(Outline annotation records)
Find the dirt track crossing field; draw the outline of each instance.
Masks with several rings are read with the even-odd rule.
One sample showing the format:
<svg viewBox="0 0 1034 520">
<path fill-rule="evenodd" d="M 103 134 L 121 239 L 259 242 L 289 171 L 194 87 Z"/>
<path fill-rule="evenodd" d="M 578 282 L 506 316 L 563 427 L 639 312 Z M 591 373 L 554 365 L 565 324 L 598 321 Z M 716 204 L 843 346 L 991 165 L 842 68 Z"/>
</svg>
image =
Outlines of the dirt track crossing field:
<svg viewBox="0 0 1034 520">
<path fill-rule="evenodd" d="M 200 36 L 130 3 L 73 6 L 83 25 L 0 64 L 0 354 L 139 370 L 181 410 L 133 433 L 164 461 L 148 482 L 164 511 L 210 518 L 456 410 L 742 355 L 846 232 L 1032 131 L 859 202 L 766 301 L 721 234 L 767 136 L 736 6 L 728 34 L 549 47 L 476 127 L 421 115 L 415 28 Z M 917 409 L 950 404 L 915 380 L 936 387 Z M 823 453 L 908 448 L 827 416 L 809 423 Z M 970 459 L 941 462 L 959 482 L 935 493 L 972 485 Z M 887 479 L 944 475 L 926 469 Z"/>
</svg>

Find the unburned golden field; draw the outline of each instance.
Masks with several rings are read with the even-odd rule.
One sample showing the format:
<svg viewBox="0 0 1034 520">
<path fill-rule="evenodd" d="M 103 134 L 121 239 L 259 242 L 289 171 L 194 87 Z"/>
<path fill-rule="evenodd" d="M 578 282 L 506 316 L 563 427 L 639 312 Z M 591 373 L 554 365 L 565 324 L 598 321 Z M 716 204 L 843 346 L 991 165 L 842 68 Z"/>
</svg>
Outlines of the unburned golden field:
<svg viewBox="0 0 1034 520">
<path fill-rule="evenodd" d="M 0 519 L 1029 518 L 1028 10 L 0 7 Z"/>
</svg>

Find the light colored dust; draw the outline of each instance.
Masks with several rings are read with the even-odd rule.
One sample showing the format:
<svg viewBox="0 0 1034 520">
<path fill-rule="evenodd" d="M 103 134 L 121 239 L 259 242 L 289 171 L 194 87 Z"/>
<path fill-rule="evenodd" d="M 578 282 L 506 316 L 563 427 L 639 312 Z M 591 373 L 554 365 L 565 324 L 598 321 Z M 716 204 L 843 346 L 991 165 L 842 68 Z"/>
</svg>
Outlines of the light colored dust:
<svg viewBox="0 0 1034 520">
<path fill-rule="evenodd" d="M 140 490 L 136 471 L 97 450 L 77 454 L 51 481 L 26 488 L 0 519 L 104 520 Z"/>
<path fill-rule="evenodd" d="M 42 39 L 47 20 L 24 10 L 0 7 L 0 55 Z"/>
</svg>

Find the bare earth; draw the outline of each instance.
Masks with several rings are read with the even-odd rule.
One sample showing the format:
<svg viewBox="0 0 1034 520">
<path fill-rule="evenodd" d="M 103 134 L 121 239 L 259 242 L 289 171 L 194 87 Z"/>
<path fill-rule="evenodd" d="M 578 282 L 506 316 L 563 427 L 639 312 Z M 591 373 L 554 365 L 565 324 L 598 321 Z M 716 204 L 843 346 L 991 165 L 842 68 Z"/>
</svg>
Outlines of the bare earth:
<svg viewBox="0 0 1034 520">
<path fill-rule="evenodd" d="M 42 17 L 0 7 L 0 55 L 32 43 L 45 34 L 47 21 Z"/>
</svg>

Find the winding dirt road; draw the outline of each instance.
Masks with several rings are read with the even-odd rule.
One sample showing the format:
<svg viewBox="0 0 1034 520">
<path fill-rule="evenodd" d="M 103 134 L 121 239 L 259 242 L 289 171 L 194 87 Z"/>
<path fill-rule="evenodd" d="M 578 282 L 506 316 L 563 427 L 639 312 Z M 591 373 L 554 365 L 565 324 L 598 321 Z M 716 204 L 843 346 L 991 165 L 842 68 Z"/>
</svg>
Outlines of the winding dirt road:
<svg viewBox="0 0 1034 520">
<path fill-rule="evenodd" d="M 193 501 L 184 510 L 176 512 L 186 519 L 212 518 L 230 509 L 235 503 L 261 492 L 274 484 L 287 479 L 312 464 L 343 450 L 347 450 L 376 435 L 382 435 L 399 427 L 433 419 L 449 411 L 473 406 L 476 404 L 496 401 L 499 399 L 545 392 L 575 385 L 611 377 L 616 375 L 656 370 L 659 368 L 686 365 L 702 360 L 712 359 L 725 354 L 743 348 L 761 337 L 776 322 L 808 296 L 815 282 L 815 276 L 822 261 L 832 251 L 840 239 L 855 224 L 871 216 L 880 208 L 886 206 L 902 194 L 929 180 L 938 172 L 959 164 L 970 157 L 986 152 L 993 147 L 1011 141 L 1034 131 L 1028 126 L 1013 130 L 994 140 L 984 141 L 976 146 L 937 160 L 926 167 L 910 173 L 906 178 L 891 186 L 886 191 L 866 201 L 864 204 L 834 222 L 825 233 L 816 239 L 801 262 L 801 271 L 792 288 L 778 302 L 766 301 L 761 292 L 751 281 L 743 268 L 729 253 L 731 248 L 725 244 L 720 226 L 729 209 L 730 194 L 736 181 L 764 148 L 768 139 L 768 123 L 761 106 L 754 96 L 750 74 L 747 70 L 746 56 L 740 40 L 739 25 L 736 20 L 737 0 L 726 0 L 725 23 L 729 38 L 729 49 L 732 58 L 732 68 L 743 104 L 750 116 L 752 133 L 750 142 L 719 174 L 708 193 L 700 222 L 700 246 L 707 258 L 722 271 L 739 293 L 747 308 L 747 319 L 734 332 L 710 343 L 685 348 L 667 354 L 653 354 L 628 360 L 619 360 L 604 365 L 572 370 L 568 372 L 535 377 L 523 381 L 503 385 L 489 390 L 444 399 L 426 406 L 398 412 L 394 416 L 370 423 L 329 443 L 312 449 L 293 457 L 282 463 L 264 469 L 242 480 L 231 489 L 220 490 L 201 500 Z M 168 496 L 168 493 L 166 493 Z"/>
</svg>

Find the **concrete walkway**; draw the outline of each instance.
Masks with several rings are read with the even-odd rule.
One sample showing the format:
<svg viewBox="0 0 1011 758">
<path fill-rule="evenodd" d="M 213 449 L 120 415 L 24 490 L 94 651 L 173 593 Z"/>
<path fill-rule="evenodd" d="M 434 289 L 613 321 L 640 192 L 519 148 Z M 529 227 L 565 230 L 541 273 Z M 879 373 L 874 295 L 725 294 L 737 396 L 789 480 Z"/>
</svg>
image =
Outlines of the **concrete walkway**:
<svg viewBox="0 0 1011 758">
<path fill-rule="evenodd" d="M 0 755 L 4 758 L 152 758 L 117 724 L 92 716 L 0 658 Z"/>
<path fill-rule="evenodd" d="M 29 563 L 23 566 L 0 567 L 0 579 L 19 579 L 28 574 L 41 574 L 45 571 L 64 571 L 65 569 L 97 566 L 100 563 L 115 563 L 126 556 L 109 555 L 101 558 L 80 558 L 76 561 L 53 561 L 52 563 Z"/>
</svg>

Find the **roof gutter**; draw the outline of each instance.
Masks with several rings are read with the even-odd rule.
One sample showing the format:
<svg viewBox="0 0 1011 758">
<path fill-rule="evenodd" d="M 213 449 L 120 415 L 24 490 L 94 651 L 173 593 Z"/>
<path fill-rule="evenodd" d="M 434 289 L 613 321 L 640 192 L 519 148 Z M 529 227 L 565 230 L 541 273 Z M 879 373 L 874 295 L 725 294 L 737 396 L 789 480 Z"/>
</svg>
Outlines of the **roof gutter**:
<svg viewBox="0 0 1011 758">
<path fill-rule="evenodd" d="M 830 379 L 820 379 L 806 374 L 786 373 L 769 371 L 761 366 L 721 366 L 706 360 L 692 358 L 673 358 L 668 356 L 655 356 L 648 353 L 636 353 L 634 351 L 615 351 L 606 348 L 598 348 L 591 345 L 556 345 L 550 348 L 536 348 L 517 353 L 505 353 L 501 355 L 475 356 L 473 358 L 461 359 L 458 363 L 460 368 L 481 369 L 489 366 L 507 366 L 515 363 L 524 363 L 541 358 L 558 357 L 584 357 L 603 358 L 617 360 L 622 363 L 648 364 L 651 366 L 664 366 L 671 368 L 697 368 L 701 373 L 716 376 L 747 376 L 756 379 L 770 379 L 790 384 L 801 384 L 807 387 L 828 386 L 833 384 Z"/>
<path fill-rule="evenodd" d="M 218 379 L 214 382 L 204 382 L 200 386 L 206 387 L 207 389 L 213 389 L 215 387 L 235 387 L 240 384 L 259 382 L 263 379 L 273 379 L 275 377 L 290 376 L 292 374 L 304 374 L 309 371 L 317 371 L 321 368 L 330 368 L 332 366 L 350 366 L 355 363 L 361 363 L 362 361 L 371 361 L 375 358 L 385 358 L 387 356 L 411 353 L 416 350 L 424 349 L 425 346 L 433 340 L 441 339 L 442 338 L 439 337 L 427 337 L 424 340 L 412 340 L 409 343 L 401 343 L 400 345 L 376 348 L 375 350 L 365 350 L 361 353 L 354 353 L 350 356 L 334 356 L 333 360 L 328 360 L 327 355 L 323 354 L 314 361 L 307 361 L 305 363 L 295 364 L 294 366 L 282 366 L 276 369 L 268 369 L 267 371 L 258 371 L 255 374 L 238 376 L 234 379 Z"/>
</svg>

__Exercise__. Count the lines of the listing that contain the string "road". Reply with the number alone.

__Response below__. 2